Exercise details: Working from the line that contains "the horse's ear" down to the last line below, repeat each line exactly.

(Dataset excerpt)
****************
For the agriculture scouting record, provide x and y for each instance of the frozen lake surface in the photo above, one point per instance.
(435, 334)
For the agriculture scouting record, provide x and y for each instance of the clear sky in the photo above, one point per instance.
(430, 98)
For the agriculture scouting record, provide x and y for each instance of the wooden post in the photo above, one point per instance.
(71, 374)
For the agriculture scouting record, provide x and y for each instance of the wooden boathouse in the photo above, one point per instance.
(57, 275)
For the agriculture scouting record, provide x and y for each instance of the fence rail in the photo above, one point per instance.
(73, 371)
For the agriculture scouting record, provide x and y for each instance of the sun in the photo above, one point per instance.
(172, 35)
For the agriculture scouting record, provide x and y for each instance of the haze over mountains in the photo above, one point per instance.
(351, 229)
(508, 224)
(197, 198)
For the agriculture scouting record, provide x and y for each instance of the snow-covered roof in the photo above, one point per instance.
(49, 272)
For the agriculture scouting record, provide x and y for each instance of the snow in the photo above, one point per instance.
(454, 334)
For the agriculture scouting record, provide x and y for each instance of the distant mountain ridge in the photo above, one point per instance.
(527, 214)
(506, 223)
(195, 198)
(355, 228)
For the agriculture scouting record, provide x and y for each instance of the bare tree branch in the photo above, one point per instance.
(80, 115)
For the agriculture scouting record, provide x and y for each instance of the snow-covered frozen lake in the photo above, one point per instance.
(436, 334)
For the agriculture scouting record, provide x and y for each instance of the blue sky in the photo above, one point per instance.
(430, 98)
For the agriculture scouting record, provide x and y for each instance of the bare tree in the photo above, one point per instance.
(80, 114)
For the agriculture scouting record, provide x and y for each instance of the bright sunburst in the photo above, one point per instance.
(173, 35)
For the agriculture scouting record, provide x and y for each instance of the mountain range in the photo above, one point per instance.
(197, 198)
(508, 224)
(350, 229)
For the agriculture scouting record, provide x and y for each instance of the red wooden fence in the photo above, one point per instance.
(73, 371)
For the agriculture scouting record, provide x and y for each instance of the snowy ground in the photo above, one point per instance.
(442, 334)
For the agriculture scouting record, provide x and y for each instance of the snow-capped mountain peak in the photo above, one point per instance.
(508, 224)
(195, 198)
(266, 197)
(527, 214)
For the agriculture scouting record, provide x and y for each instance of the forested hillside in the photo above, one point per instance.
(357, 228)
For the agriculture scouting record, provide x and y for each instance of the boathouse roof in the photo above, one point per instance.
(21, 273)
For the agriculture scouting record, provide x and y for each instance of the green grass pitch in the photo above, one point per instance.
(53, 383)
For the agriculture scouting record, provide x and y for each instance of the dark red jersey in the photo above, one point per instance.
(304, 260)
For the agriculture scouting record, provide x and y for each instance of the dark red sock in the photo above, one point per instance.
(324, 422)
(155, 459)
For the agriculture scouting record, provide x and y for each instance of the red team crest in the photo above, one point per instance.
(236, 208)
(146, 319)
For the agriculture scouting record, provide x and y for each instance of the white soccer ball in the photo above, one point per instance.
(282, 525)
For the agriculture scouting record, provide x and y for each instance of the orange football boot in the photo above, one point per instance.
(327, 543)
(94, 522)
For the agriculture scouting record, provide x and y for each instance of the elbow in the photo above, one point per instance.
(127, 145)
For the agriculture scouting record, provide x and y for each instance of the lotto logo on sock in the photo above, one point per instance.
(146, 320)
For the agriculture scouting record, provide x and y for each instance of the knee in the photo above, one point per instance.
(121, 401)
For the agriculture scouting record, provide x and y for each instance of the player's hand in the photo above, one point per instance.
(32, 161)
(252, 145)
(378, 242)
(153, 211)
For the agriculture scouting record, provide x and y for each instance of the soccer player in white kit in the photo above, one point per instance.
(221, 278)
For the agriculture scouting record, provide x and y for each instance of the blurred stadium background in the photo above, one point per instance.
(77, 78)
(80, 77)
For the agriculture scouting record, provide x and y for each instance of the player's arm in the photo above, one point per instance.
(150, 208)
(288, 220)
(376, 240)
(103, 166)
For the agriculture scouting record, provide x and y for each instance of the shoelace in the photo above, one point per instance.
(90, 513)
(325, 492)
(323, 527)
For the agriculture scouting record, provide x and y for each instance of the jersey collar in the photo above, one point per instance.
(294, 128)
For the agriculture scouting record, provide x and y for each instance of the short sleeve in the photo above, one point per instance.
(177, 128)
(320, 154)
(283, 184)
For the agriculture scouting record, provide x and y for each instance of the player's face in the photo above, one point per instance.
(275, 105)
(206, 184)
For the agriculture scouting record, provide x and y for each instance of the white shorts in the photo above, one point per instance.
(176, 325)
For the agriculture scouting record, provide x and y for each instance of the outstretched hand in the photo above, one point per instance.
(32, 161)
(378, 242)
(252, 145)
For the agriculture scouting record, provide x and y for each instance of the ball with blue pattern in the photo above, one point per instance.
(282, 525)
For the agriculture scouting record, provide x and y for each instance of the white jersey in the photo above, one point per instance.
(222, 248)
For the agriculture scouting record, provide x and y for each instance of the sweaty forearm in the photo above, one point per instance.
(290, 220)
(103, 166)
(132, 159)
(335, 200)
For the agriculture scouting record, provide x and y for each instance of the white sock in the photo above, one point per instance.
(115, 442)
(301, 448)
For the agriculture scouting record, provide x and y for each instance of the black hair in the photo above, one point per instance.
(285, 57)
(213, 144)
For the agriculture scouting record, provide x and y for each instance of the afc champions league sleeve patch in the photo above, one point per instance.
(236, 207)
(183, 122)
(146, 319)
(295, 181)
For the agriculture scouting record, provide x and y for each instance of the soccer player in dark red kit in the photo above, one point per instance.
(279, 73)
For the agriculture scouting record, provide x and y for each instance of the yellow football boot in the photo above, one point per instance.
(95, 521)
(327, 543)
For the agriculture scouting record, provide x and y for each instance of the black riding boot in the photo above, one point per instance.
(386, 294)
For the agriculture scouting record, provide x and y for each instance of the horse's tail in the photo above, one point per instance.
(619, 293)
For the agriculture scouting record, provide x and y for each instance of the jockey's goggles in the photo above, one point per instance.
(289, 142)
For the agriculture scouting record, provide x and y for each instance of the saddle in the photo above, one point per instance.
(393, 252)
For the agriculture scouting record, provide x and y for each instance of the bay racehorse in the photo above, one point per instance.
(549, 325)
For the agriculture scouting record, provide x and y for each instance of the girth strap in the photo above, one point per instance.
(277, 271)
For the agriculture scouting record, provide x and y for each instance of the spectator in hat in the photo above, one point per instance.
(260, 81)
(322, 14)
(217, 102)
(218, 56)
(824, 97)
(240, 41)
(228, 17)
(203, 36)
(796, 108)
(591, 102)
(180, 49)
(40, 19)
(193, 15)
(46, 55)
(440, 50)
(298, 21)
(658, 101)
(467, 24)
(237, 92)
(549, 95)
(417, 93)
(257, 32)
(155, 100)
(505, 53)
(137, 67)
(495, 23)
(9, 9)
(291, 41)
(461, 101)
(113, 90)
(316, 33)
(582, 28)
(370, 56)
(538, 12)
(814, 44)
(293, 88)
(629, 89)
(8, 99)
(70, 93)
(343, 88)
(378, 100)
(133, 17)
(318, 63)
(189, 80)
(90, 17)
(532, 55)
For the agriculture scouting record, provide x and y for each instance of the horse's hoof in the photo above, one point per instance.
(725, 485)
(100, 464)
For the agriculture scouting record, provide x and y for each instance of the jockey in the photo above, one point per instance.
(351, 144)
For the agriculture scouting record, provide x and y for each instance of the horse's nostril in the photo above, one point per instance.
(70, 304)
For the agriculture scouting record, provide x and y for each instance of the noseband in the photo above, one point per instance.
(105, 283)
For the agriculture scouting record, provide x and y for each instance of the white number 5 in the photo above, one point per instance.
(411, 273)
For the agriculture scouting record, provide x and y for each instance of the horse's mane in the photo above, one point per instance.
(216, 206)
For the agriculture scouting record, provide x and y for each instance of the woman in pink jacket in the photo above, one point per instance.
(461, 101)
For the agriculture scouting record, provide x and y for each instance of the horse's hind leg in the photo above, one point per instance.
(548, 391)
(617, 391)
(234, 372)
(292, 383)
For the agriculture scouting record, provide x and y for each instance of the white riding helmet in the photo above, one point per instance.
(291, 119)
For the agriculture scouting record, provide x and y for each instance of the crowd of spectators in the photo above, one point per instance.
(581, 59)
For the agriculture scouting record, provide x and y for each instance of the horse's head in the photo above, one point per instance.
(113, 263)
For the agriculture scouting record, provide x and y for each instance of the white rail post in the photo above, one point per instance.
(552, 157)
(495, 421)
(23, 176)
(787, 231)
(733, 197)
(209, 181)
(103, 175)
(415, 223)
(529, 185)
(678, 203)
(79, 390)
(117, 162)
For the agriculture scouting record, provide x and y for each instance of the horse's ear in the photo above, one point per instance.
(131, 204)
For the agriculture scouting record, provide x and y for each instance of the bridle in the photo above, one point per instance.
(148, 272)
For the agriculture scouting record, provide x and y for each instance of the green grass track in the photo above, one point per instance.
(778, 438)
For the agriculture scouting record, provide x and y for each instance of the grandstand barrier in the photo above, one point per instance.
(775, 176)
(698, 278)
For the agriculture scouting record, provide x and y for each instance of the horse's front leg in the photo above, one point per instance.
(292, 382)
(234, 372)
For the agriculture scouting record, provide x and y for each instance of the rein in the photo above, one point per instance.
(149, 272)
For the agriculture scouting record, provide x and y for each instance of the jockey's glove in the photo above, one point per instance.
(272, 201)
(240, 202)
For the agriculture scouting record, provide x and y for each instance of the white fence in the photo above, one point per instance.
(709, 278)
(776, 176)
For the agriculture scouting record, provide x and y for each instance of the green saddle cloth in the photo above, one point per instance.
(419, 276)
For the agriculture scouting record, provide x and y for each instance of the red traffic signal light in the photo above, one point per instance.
****************
Exercise solution:
For the agriculture scouting record, provide x and y for each instance of the horse's ear in the photo above, one point per instance.
(131, 204)
For the agriculture scouting record, provide x and y for each instance of the bridle in the photo above, one point per instance.
(148, 272)
For the agriculture scouting record, provide x and y for each instance of the green grass track in the photo above, one point per instance.
(778, 438)
For the agriculture scouting record, provide x and y for each instance of the grandstand barrier in the photo above, one point per instance.
(775, 176)
(698, 278)
For the agriculture scouting record, provide x and y for each instance of the horse's front leg in the photo above, one point per instance.
(292, 382)
(234, 372)
For the agriculture scouting record, provide x and y for each instance of the rein in the photo above, one point per instance.
(149, 272)
For the agriculture scouting record, provide x and y for each instance of the jockey's glove in the photo above, one point per instance.
(272, 201)
(240, 202)
For the agriculture scouting record, provide x and y for each instance of the white fence in the photo above, one point per instance.
(709, 278)
(776, 176)
For the agriculture scouting record, provide x and y for each instance of the green saddle cloth in the photo above, one point per instance.
(419, 276)
For the agriculture scouting record, provide x and y for each instance of the red traffic signal light in the photo above, one point per instance.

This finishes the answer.